── STORED DATA ──

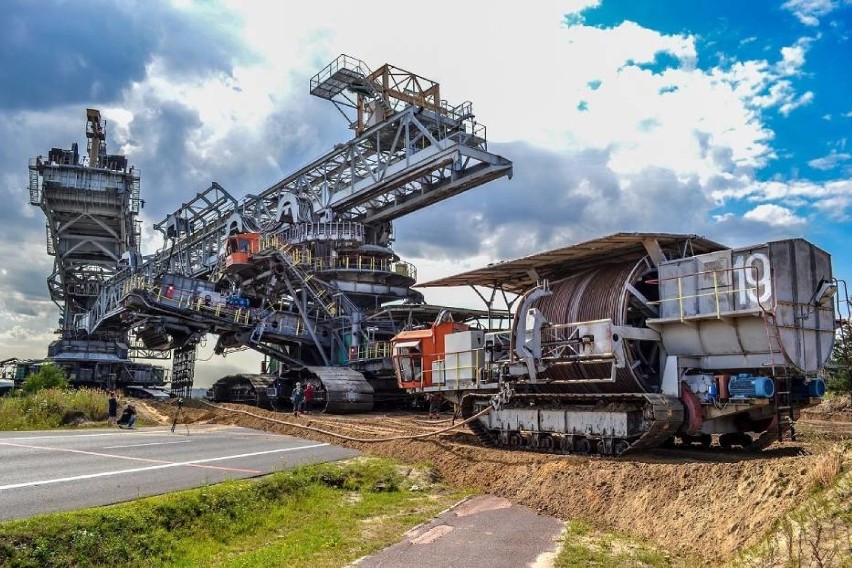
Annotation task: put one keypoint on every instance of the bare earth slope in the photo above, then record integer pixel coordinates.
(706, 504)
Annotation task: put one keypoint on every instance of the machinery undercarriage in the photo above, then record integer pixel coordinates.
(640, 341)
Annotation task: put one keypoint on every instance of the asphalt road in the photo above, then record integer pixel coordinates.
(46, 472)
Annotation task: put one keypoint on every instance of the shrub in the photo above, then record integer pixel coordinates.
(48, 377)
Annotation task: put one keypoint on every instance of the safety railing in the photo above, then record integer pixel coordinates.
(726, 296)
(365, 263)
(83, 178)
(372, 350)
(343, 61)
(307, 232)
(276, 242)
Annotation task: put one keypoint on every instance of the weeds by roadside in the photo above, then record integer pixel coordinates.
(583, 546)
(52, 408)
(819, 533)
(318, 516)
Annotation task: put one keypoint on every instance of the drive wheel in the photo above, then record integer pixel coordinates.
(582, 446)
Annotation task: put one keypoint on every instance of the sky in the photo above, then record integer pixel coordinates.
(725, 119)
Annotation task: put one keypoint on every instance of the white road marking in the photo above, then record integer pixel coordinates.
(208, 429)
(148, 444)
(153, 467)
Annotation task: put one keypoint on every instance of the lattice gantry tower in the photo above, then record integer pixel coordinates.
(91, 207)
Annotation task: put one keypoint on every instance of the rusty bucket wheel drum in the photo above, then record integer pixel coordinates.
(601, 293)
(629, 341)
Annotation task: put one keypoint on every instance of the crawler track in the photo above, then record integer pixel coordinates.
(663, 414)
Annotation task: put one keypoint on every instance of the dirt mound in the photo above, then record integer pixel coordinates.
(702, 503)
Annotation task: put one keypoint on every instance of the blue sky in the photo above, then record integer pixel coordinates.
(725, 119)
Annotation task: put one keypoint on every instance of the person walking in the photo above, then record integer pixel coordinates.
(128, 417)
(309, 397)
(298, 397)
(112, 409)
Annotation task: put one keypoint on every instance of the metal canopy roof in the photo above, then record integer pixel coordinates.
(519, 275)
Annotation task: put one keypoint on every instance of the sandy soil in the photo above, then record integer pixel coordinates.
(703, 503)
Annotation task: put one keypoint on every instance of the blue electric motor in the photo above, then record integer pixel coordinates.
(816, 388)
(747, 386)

───

■ **WORK ORDER**
With the pictures omitted, the records above are to be repeated exactly.

■ **EXERCISE ANSWER**
Annotation task: put one keypoint on every instance of the bare earth slope in the photo above, then record integer pixel coordinates.
(706, 504)
Annotation task: put one keypoint on every instance of the machinery undercarriage in the photo above, then record integer pixel coordinates.
(640, 341)
Annotation task: put one keypoint on every instance of the asphalt road in the photo above, then record integer pixel coordinates.
(46, 472)
Annotation task: put one keypoint on every instance of the shrub in the photo above, then record integer pixel coordinates.
(48, 377)
Annotation task: put one keypoint on every instance of the safety railing in the photo above, then record integer pixel coordinates.
(726, 296)
(365, 263)
(83, 178)
(372, 350)
(343, 61)
(307, 232)
(276, 242)
Annotation task: put one keypoint on every instance of the weeds by roadside in the photo above, then record integer pixel coordinates.
(583, 546)
(52, 408)
(819, 533)
(318, 516)
Annotation task: put one keypoint on every instance of the drive wheel in the photo above, then record integer pixel coordinates.
(582, 446)
Annotation task: put one keypoint on every instance of the sky in the photo above, then record integer pixel coordinates.
(725, 119)
Annotation task: put one keypoint on every instance of the white road marking in the photo above, then record integer pixel coordinates.
(208, 429)
(148, 444)
(153, 467)
Annotation task: put one keypoint on every instance of the lattice gantry tower in the photo above, then record integer pixel coordinates.
(91, 207)
Annotation task: put one keypoint on every instance of the rusty bucket wheel drum in the photo above, then record integer pixel coordinates.
(601, 293)
(629, 341)
Annotation task: put one keypoint on every instance of the crawler track in the photo above, then record integer pixel coordinates.
(663, 414)
Annotation task: put one keypoint on every instance of the dirt mound in the photo above, then record integer pixel coordinates.
(702, 503)
Annotation task: put one keypoint on every instance of the blue sky in the photo above, then record integer pixel coordinates.
(725, 119)
Annotation task: put one keypoint on every instance of the person walking in the photo above, then record integer pixel coordinates.
(128, 417)
(309, 397)
(298, 397)
(112, 409)
Annotation task: put one keypoint on every instance of the metal canopy roof in the photo above, then record integer pixel coordinates.
(519, 275)
Annotation task: put one keypoint on every instance of the sandy soil in the photo above, then record integer pixel coordinates.
(703, 503)
Annotation task: put one keypoint on every instance of the blue electric motor in the photo above, then record integer pixel coordinates.
(816, 388)
(747, 386)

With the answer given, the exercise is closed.